>>>>>

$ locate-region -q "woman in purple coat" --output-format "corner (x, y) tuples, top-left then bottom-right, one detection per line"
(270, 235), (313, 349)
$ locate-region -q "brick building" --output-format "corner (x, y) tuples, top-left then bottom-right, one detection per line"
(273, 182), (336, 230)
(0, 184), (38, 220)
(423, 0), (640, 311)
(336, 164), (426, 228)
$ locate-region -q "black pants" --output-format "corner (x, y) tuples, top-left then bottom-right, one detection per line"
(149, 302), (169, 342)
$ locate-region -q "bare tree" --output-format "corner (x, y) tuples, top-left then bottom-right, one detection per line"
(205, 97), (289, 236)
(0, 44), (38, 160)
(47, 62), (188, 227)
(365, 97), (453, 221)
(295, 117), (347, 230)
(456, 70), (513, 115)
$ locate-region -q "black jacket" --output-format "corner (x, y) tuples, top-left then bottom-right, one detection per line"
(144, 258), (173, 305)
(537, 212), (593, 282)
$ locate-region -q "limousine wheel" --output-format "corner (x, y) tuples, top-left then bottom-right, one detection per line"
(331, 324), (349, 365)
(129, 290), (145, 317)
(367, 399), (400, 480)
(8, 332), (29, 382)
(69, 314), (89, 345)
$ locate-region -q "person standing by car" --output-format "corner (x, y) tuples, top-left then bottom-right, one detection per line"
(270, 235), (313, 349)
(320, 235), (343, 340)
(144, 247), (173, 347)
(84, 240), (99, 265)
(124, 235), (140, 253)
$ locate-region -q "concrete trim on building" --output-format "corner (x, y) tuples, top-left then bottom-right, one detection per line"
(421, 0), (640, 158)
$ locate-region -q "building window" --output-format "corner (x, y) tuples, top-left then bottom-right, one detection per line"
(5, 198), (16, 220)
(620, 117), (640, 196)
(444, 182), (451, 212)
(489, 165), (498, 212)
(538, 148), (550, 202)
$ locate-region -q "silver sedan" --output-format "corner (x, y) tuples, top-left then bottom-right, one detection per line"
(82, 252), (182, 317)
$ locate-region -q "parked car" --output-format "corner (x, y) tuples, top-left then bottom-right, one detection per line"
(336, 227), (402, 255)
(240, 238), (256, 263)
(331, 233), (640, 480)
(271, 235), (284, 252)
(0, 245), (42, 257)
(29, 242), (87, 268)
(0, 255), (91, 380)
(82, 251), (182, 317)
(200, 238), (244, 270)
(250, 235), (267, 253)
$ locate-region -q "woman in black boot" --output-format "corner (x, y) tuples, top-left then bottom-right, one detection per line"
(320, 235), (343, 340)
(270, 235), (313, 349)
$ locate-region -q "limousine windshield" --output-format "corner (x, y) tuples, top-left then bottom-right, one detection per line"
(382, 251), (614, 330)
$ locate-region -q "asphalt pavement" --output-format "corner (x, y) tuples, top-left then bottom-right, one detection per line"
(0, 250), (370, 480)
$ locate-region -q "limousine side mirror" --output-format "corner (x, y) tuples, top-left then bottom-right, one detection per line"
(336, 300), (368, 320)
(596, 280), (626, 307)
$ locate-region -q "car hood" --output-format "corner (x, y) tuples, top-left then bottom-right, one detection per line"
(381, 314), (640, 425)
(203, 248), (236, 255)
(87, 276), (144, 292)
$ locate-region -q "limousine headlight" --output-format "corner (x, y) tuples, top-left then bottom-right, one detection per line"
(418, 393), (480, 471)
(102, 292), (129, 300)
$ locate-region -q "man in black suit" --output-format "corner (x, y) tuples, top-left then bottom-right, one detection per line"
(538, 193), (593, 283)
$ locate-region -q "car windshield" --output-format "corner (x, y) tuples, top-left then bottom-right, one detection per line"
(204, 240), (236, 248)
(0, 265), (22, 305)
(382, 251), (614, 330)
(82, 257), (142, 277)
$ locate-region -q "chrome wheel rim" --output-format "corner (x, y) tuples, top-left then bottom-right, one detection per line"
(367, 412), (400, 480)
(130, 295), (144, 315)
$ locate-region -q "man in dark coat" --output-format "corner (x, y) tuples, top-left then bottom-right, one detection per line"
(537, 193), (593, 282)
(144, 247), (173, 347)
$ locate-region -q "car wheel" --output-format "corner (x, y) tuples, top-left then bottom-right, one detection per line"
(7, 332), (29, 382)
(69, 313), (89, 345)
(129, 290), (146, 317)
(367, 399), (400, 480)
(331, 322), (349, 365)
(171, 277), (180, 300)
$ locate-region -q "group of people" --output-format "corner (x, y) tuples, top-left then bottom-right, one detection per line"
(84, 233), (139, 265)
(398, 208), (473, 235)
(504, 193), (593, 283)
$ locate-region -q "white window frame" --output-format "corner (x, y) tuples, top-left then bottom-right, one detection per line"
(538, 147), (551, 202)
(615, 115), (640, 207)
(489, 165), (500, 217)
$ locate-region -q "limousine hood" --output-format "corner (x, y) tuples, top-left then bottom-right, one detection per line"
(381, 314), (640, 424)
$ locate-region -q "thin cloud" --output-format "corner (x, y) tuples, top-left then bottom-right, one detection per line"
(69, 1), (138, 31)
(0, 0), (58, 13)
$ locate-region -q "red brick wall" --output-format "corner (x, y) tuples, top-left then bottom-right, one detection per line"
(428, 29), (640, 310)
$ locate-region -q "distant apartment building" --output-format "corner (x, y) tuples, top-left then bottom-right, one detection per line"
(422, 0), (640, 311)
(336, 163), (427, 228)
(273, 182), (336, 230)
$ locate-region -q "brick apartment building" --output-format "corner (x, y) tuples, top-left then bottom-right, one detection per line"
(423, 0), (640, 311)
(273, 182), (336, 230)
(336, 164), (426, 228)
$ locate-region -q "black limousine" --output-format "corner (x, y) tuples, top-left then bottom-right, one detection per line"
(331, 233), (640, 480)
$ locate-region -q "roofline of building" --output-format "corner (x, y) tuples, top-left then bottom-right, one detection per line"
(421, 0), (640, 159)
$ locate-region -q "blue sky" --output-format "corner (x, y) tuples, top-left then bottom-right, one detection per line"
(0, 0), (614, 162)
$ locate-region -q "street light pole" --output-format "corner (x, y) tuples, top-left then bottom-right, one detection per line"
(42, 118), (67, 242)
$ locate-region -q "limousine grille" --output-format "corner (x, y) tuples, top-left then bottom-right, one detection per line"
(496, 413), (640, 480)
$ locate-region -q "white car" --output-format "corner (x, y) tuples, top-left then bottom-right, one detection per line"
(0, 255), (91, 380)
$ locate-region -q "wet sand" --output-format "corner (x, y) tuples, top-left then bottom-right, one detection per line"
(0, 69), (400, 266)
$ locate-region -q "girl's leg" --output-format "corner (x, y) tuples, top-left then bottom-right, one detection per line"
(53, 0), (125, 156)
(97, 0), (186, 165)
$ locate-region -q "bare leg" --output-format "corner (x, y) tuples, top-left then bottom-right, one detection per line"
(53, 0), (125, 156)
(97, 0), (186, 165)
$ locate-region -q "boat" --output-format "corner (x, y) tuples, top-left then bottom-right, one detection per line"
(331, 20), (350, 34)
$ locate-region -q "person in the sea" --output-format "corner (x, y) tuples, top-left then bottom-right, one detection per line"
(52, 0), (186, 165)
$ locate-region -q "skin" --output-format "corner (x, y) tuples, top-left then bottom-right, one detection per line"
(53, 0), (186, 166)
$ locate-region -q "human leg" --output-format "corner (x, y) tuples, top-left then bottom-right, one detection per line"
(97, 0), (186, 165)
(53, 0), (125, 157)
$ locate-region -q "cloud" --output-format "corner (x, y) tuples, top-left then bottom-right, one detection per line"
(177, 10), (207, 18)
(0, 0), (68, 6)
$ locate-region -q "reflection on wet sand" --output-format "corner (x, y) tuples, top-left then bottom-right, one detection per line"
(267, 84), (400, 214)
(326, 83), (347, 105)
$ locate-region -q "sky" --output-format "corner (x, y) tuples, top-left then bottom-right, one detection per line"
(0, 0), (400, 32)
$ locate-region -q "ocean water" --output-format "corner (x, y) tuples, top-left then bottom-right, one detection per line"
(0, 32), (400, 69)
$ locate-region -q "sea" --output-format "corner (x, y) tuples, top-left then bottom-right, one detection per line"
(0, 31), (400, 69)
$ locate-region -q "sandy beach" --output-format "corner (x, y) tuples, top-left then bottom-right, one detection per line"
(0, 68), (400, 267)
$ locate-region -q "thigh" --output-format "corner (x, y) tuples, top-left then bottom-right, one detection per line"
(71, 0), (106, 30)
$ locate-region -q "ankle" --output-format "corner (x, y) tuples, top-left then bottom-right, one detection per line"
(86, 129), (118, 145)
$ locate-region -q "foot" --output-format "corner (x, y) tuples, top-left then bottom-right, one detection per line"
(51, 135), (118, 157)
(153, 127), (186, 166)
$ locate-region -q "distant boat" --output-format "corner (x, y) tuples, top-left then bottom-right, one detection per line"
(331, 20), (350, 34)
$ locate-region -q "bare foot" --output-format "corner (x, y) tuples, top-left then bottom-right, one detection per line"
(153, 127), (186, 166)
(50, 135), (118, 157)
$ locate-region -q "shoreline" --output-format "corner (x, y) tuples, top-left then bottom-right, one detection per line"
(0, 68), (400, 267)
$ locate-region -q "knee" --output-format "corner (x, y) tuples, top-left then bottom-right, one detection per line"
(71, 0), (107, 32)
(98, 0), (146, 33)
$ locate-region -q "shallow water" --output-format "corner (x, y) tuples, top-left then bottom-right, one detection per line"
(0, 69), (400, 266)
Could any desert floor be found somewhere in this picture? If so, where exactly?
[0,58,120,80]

<<<<<

**UIT TE VOEREN**
Geef de regels ongewijzigd weer, beginnend bij de eerste regel en eindigend bij de regel met "(149, 302), (169, 342)", beide inbegrepen.

**UITWERKING OPGAVE**
$ locate-region -q "woman in purple coat" --output-format "corner (x, y) tuples, top-left then bottom-right, one detection per line"
(270, 235), (313, 349)
$ locate-region -q "brick building" --output-format "corner (x, y) tuples, top-left then bottom-right, one detection per line"
(273, 182), (336, 230)
(0, 184), (38, 220)
(423, 0), (640, 311)
(336, 164), (426, 228)
$ locate-region -q "black pants" --output-format "corner (x, y) tuples, top-left then bottom-right, one detection per line"
(149, 302), (169, 342)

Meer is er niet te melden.